What you will do: Take every line from the listing below that includes "water" and copy it.

Records supplied:
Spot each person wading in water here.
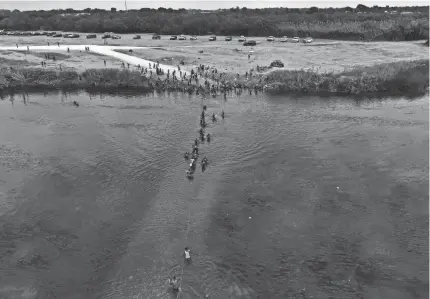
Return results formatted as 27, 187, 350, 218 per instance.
168, 276, 180, 292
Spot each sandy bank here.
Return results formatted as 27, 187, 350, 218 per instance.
0, 45, 190, 76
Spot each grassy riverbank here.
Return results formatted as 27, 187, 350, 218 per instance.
261, 59, 429, 96
0, 59, 428, 97
0, 67, 193, 93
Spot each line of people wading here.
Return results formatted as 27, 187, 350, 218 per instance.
183, 105, 225, 180
168, 105, 223, 298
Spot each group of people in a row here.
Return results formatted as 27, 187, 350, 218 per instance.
184, 105, 225, 179
167, 246, 192, 292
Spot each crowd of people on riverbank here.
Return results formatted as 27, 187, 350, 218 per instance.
8, 44, 267, 96
140, 62, 266, 96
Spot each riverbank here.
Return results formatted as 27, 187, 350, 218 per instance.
1, 59, 428, 97
262, 59, 429, 96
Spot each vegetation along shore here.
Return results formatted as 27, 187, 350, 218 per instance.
1, 58, 428, 97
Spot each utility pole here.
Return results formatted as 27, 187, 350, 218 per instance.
125, 1, 128, 11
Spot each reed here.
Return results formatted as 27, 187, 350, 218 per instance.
262, 59, 429, 95
0, 60, 428, 96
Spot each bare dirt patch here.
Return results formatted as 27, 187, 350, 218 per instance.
0, 34, 427, 75
111, 39, 429, 75
28, 52, 70, 61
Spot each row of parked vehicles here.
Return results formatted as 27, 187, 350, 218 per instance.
162, 34, 312, 43
0, 30, 313, 43
0, 30, 81, 38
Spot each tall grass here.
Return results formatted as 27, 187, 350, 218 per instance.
0, 67, 197, 93
262, 59, 429, 95
0, 68, 152, 91
0, 60, 428, 96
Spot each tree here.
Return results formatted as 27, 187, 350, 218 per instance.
307, 6, 319, 14
111, 7, 117, 13
356, 4, 369, 11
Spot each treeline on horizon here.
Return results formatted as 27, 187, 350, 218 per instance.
0, 4, 428, 41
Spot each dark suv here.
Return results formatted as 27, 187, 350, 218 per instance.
243, 40, 256, 46
170, 35, 177, 40
152, 34, 161, 39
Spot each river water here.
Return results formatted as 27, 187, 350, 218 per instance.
0, 90, 428, 299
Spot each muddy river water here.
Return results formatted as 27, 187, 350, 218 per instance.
0, 90, 428, 299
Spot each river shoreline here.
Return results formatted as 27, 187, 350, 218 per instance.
1, 60, 428, 97
0, 43, 428, 97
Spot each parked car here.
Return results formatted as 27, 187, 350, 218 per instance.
152, 34, 161, 39
267, 36, 275, 41
303, 37, 313, 43
190, 36, 197, 40
238, 35, 246, 42
86, 34, 97, 39
102, 33, 112, 39
225, 36, 232, 41
63, 33, 73, 38
243, 40, 256, 46
270, 60, 284, 68
70, 34, 80, 38
292, 37, 300, 43
170, 35, 178, 40
178, 35, 186, 40
111, 35, 121, 39
53, 33, 63, 37
280, 36, 288, 42
133, 35, 141, 39
209, 35, 216, 41
47, 32, 56, 36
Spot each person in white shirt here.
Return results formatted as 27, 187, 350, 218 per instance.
184, 247, 191, 261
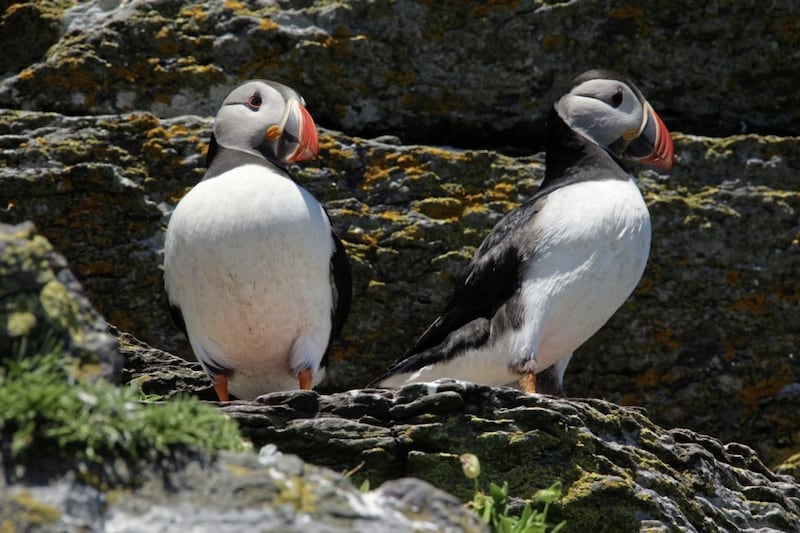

Completed exercise:
Spot each person wading in water here.
Spot each river water here.
Spot each muddy river water here.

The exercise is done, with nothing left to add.